SEITENTEXT:
****************

Wie bei einem realen Ereignis traf zuerst ein Rettungswagen am Unfallort ein und begann mit der Sichtung der Verletzten. Laut Übungsleiter Michael Geiger vom Roten Kreuz Freilassing ist bei einer größeren Zahl von Patienten entscheidend, dass das ersteintreffende Fahrzeug nicht mit der Versorgung eines Betroffenen beginnt und diesen abtransportiert, sondern zunächst die Einsatzleitung übernimmt und das gesamte Ausmaß eines Unfalls analysiert. Patienten müssen registriert und weitere Kräfte über die Rettungsleitstelle nachgefordert werden. Nur so kann verhindert werden, dass Schwerverletzte erst nach Leichtverletzten versorgt werden. Zeichnet sich zudem eine Eigengefährdung für die Helfer ab, wie es bei der Übung aufgrund der Explosionsgefahr der Fall war, so ist äußerste Disziplin gefragt, auch wenn im Gefahrenbereich die Schreie von Verwundeten zu hören sind. Ohne Schutzausrüstung können die Rotkreuzler nicht zu den Verunfallten vordringen. Erst als die THW-Helfer unter Atemschutz den Entstehungsbrand gelöscht hatten, konnte ein weiterer Trupp Sanitäter mit der Versorgung der Verletzten beginnen. Der Verbandsplatz mit zwei Fahrzeugen und einem aufblasbaren Zelt wurde in einiger Entfernung hinter einer Containerwand errichtet, um die Gefahren durch eine drohende Explosion auf ein Minimum zu reduzieren. Laut SEG-Leiter Thomas Weschler ist die Planungsphase zu Beginn entscheidend für den gesamten Einsatzverlauf. Auch wenn das Chaos bei einem Großschadensereignis keine klare Analyse der Situation ermögliche, sei es absolut notwendig, einen kühlen Kopf zu bewahren und den Umständen angepasste Entscheidungen zu treffen.

****************

AUFGABENSTELLUNG: Entscheiden Sie für jede Aussage, ob sie mit dem Bericht zur Unfallübung übereinstimmt, und begründen Sie jedes Ja oder Nein mit einem wörtlichen Zitat. (a) Ein weiterer Trupp Sanitäter begann erst mit der Versorgung der Verletzten, nachdem die THW-Helfer den Brand gelöscht hatten. (b) Das zuerst eintreffende Fahrzeug soll sofort einen Verletzten versorgen und abtransportieren. (c) Der Verbandsplatz bestand aus drei Fahrzeugen und einem Zelt. Die Daten spielen hier keine Rolle.

VORLIEGENDE DATEN:

****************

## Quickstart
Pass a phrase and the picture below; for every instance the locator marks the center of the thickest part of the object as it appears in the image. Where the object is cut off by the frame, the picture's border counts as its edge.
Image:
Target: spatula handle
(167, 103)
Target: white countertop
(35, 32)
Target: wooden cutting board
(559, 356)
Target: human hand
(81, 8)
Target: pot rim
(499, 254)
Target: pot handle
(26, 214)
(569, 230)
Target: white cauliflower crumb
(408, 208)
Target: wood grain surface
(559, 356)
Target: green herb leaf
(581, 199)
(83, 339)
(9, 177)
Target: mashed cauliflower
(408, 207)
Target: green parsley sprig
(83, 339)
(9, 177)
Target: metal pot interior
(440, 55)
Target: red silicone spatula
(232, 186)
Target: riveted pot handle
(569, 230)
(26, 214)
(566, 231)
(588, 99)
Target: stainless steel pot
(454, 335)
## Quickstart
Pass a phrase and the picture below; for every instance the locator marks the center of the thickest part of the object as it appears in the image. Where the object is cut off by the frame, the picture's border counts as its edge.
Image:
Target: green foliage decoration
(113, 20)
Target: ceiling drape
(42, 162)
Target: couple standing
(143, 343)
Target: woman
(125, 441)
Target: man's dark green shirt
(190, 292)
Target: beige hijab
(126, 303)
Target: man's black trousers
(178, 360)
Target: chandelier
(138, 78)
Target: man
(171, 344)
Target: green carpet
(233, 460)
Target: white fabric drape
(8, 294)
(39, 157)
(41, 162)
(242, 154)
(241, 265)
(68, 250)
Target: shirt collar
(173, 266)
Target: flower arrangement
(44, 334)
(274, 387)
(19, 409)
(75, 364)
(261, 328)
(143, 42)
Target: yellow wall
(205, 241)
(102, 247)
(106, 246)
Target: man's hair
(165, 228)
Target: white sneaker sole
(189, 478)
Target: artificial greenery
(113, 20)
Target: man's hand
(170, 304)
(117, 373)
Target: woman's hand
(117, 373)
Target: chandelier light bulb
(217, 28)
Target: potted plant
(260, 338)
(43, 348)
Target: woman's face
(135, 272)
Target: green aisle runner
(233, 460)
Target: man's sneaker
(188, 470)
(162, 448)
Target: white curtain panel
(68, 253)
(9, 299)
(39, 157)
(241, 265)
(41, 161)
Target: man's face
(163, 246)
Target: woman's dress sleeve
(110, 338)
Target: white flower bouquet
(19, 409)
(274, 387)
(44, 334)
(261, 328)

****************

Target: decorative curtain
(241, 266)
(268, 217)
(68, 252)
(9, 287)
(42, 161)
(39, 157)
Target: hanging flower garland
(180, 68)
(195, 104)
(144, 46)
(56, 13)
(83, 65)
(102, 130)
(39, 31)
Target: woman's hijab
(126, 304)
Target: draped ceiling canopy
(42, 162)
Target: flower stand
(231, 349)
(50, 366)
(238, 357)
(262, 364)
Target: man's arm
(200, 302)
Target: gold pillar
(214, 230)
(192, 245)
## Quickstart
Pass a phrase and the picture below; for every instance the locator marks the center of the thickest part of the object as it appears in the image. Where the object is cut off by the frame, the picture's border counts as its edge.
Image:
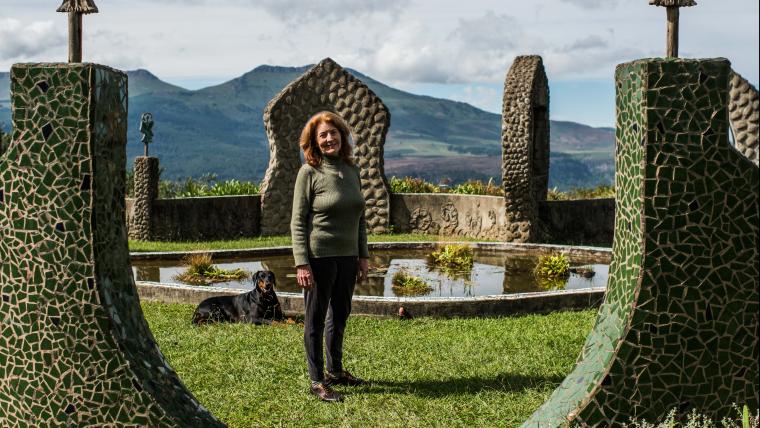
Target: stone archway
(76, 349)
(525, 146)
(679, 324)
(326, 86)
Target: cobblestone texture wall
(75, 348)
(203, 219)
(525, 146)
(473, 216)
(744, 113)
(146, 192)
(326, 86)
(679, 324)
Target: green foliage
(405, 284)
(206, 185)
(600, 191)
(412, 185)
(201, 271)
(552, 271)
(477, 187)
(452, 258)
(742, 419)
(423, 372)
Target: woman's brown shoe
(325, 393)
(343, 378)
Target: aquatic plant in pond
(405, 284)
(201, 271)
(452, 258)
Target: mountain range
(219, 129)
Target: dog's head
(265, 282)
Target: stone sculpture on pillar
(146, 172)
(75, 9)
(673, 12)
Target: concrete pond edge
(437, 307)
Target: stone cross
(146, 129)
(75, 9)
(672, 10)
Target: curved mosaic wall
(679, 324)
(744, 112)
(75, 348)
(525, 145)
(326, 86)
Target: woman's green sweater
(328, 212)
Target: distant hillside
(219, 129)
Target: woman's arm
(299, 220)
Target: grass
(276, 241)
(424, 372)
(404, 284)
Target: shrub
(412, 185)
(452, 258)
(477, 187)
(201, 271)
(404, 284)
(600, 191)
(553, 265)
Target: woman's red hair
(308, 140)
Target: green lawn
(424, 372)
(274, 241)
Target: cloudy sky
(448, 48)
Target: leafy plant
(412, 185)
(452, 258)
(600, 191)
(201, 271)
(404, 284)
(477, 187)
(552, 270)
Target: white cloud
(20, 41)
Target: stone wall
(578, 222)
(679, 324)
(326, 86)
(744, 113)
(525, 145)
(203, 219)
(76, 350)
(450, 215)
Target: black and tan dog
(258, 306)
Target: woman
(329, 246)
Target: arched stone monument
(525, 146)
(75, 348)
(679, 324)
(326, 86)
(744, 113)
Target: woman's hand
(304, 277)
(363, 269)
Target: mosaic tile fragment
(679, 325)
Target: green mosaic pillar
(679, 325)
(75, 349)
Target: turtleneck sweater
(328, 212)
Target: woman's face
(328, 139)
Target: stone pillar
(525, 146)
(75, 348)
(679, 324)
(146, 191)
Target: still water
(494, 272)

****************

LÖSUNG:
(a) Ja: „Erst als die THW-Helfer unter Atemschutz den Entstehungsbrand gelöscht hatten, konnte ein weiterer Trupp Sanitäter mit der Versorgung der Verletzten beginnen.“
(b) Nein: „dass das ersteintreffende Fahrzeug nicht mit der Versorgung eines Betroffenen beginnt und diesen abtransportiert, sondern zunächst die Einsatzleitung übernimmt“
(c) Nein: „Der Verbandsplatz mit zwei Fahrzeugen und einem aufblasbaren Zelt“